Task prompt
What is needed is a verbatim copy of each record below.

Collected data:
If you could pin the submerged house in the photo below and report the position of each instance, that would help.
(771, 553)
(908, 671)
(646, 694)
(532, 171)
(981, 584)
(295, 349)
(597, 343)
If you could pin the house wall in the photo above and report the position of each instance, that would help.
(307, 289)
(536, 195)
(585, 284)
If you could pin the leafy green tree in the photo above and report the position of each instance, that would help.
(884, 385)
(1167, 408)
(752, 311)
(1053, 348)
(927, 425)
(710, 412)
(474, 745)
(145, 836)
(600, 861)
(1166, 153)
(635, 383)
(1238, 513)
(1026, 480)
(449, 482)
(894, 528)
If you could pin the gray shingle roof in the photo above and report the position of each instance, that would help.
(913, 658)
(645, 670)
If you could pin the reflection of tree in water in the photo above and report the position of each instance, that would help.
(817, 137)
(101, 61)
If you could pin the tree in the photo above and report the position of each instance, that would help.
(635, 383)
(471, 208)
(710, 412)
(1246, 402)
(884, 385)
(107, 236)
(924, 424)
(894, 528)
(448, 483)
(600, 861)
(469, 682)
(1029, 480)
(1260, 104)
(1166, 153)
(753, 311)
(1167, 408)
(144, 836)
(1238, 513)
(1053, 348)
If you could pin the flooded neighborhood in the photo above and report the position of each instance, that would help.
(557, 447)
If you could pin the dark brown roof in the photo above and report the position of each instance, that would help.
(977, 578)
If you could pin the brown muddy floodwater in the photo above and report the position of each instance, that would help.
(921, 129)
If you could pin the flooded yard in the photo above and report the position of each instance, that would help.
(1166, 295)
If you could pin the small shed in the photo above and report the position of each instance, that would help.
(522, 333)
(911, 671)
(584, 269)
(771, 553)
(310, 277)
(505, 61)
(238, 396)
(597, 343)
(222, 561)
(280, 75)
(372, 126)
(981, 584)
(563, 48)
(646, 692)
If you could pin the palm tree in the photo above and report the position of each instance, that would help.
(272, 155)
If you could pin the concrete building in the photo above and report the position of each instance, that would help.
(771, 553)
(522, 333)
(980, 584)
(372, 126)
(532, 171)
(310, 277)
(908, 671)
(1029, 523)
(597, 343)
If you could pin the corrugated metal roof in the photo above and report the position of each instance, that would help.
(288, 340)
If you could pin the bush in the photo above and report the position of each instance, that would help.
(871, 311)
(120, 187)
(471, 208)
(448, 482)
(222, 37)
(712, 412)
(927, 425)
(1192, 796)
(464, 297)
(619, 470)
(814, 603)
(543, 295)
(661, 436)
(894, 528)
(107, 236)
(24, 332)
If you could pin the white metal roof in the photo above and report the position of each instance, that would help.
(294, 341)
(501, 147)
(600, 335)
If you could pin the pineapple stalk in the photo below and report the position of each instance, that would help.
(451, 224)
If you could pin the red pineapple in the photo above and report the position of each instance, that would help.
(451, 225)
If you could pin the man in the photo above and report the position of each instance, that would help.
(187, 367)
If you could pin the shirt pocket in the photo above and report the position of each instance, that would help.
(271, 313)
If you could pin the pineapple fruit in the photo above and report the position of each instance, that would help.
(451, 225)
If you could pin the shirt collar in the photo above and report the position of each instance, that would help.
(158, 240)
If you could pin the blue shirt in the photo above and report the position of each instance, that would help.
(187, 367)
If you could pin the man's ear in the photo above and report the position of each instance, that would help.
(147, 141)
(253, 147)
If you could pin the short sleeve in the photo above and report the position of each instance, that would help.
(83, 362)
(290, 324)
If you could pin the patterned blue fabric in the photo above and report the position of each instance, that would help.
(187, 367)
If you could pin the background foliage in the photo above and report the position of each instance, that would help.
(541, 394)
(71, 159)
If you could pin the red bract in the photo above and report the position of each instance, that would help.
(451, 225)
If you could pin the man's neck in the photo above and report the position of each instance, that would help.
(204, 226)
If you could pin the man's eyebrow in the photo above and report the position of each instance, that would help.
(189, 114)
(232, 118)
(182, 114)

Written reply
If you could pin the submerged house in the photo below and report the position of each instance, that would help.
(771, 553)
(908, 671)
(646, 694)
(532, 171)
(981, 584)
(295, 349)
(597, 343)
If you could pin the house wall in the photo above and report the position of each instance, that would help.
(307, 289)
(536, 195)
(585, 284)
If you could pin the leafy green tree in the photo above and report the position of each instance, that would help.
(884, 385)
(1167, 408)
(752, 311)
(1053, 348)
(927, 425)
(710, 412)
(474, 745)
(145, 836)
(600, 861)
(1166, 153)
(635, 383)
(1238, 513)
(1026, 480)
(449, 482)
(894, 528)
If you could pin the gray shingle roof in the photo above and report the position of each instance, that would help.
(913, 658)
(645, 670)
If you could pin the reflection of tree in water in the photo above and report the position of each instance, that would help.
(817, 137)
(101, 61)
If you could pin the tree in the photo above and report the position of each instance, that would help.
(635, 383)
(471, 208)
(710, 412)
(1246, 402)
(884, 385)
(107, 236)
(924, 424)
(894, 528)
(448, 483)
(600, 861)
(469, 682)
(1029, 480)
(1260, 104)
(1166, 153)
(753, 311)
(1167, 408)
(144, 836)
(1238, 513)
(1053, 348)
If you could pin the flooded neighborhood in the photo above and report the position of each instance, that would help.
(557, 447)
If you could pin the dark brown roof in the photo above and report the position of each instance, that would help.
(977, 578)
If you could pin the brown muddy floodwater in the photo above and report the position of each instance, that would help.
(921, 129)
If you could pin the flooded yard in the photo above and report the position of each instance, that would help.
(1166, 295)
If you could pin the small shed in the photo above and report the position of each instance, that would help.
(522, 333)
(911, 671)
(584, 269)
(771, 553)
(310, 277)
(505, 61)
(238, 396)
(597, 343)
(222, 561)
(280, 75)
(372, 126)
(981, 584)
(563, 48)
(646, 692)
If you could pin the palm tree in the photo above and report the position of each instance, that would help.
(272, 155)
If you could pin the concrete building in the photo above and report the position of each instance, that would help.
(771, 553)
(522, 333)
(980, 584)
(372, 126)
(532, 171)
(310, 277)
(908, 671)
(1029, 523)
(597, 343)
If you could pin the corrugated metal roof in the photo above and report the position of each instance, that would help.
(288, 340)
If you could pin the bush in the photo above and report the position of each instance, that would help.
(871, 311)
(120, 187)
(471, 208)
(448, 482)
(222, 37)
(712, 412)
(927, 425)
(1192, 796)
(464, 297)
(619, 470)
(814, 603)
(543, 295)
(661, 436)
(894, 528)
(107, 236)
(24, 332)
If you could pin the white metal roof in the photo above and report the position of each instance, that would help.
(294, 341)
(501, 147)
(600, 335)
If you could pin the pineapple stalk in the photo below and report the position of each instance, that would help.
(451, 224)
If you could pin the red pineapple in the photo above and report the position of each instance, that would help.
(451, 225)
If you could pin the man in the photo above and report the position of each instance, that would help.
(187, 367)
If you could pin the shirt pocket in the photo above and report the position of each instance, that would help.
(271, 313)
If you could pin the pineapple fruit in the photo above and report the position of each instance, that would help.
(451, 225)
If you could pin the shirt collar in the photo above and report the position of each instance, that would help.
(158, 240)
If you could pin the blue shirt in the photo above and report the position of each instance, that would help.
(187, 367)
If you could pin the man's ear in the photo above and report the position of each instance, that would help.
(147, 141)
(253, 147)
If you could pin the short sleeve in the photo above and report the position of each instance, that would help.
(83, 362)
(290, 324)
If you could pin the patterned blue fabric in the photo above and report the position of each instance, that would help.
(187, 367)
If you could pin the background foliage in the photo above and report the position of each instance, that would help.
(541, 394)
(71, 159)
If you could pin the red bract in the photo above and report the position of each instance, that would help.
(451, 225)
If you could pin the man's neck in the photo above and report the position of each instance, that would help.
(204, 226)
If you could pin the man's eyebrow in the photo above and report the position of each instance, that would help.
(189, 114)
(232, 118)
(182, 114)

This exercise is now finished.